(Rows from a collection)
++++++++

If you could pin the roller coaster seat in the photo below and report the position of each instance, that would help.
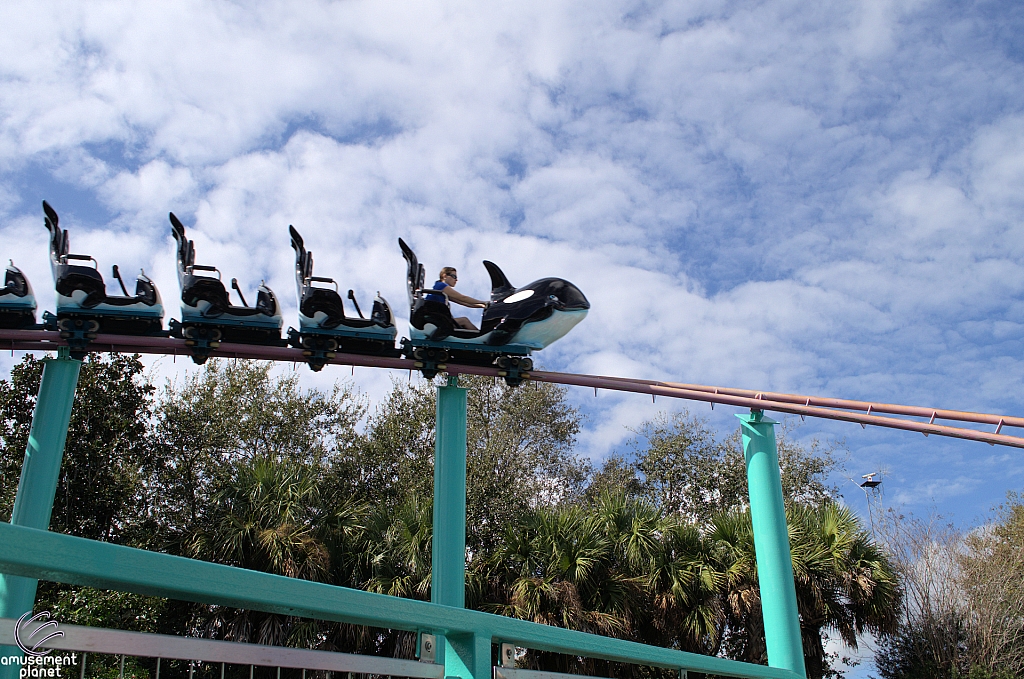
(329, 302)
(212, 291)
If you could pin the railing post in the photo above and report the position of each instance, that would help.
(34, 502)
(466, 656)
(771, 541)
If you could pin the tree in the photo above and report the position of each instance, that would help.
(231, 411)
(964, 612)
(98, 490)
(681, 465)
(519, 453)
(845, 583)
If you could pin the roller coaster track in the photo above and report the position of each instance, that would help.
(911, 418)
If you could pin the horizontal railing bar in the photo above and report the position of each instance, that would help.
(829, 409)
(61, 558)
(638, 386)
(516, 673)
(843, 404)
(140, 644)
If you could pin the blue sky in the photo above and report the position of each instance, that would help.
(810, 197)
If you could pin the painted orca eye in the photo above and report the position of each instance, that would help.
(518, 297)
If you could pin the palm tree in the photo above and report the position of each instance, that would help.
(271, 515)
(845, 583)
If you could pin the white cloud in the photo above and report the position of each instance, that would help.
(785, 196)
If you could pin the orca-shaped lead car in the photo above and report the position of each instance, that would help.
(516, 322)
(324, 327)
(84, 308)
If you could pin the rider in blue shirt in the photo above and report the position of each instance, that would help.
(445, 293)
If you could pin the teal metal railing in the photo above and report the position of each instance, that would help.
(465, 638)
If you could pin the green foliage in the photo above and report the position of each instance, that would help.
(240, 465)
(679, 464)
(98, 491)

++++++++

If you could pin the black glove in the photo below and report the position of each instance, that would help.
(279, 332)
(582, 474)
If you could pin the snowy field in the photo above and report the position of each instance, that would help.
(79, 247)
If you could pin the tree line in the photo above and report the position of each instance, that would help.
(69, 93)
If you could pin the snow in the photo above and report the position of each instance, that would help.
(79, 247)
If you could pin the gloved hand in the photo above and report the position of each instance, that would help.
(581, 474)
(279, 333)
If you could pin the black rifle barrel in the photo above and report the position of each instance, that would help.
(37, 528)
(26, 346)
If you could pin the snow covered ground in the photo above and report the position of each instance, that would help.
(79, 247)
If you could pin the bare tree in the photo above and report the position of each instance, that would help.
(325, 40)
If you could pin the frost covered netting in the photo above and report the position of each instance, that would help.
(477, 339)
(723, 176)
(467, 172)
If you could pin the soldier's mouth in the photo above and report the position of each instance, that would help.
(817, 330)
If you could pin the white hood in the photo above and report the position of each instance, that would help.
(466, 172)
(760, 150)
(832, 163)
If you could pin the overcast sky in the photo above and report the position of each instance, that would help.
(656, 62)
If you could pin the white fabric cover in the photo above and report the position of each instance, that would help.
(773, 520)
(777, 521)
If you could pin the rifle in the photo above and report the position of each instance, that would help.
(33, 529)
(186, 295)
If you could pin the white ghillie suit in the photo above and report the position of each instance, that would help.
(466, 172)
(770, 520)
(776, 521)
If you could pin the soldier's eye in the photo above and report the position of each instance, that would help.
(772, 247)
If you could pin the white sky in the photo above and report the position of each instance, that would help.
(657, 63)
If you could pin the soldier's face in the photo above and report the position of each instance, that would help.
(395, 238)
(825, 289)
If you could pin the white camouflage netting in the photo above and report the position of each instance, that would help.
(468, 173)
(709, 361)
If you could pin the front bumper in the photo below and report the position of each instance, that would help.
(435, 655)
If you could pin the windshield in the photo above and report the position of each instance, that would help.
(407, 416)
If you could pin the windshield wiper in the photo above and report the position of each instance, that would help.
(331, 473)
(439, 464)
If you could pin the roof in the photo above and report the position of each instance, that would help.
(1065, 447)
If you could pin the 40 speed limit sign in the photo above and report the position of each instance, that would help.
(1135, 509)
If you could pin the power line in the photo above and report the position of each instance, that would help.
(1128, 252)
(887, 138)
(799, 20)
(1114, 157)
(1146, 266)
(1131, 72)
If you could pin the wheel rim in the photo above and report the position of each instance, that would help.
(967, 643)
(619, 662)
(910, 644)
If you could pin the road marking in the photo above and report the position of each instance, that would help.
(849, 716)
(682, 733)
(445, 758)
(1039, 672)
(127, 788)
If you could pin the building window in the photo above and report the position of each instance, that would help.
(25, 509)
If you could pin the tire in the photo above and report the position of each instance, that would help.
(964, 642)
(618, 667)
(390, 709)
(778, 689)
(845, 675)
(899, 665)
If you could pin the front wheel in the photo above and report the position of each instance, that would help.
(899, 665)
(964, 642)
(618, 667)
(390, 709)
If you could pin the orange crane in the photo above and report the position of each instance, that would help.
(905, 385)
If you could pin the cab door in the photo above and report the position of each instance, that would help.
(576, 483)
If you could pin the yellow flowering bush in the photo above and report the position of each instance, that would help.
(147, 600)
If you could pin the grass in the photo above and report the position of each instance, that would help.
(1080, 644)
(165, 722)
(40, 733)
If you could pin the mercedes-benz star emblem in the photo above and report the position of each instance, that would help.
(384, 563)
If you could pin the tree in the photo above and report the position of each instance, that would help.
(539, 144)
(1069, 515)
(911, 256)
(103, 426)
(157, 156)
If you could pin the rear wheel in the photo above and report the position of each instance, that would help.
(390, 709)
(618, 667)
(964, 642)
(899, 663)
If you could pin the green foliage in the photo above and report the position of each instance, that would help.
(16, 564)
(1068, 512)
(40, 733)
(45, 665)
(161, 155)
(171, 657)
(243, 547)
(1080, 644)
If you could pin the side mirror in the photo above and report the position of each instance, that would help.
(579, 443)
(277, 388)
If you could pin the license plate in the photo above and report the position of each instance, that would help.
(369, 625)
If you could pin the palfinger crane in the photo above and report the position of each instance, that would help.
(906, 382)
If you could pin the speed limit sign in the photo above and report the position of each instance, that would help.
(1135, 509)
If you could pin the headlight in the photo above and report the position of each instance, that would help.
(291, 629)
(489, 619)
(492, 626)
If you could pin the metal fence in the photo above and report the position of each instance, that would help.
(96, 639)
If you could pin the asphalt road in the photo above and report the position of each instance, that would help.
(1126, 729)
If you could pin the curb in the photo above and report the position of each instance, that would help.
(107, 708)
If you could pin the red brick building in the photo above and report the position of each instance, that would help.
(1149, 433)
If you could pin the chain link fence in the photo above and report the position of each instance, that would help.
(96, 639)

++++++++

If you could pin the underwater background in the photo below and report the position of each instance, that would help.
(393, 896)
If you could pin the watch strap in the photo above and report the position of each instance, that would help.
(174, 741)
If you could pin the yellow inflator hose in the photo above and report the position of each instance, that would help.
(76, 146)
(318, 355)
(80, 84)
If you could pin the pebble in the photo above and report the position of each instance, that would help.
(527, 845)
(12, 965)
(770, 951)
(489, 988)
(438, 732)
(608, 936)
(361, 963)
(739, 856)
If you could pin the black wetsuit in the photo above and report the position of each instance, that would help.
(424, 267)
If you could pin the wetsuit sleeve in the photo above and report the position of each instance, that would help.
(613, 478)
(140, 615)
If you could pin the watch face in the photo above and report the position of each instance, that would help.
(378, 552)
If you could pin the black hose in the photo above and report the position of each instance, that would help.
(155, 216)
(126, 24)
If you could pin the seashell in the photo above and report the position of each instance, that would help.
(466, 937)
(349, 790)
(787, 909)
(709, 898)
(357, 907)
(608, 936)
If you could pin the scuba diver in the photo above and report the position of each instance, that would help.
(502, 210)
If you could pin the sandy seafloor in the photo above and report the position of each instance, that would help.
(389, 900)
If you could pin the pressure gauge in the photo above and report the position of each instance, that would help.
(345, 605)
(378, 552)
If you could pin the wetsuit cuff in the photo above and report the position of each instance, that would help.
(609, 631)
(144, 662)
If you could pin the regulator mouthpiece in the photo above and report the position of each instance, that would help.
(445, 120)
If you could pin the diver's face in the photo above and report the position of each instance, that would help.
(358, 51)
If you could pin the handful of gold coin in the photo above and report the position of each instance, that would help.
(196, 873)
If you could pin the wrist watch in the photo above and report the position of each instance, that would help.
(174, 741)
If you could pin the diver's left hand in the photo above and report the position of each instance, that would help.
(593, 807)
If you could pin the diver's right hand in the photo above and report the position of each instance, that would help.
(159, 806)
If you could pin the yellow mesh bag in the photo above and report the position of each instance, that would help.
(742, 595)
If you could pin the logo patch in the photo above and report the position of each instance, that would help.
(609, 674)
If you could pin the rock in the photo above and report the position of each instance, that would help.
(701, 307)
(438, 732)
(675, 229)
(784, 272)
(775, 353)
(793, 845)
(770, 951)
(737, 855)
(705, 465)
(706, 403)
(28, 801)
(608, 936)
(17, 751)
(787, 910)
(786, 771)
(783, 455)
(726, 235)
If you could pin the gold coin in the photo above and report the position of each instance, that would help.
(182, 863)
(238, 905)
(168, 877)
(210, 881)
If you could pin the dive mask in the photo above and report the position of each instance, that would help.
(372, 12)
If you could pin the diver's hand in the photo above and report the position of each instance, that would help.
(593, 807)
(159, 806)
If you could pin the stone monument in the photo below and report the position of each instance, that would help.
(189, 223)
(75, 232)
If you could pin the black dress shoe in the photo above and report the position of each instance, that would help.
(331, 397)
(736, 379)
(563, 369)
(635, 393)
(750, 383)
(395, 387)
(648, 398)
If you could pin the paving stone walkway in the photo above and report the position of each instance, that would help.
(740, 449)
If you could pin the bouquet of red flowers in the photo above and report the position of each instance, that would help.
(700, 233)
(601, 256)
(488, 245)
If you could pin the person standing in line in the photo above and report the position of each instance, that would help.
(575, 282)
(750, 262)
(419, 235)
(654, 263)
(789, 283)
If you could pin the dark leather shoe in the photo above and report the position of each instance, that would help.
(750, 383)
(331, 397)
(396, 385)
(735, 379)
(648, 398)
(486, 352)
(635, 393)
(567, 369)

++++++++

PROBLEM STATEMENT:
Return each line in the rows above that contains the string "shoe".

WORKED SOLUTION:
If you could pin the black dress shoe in the photo above and report the position of each instance, that would help.
If you could pin the dark leather shoe in the photo above and report the position of each instance, that would help.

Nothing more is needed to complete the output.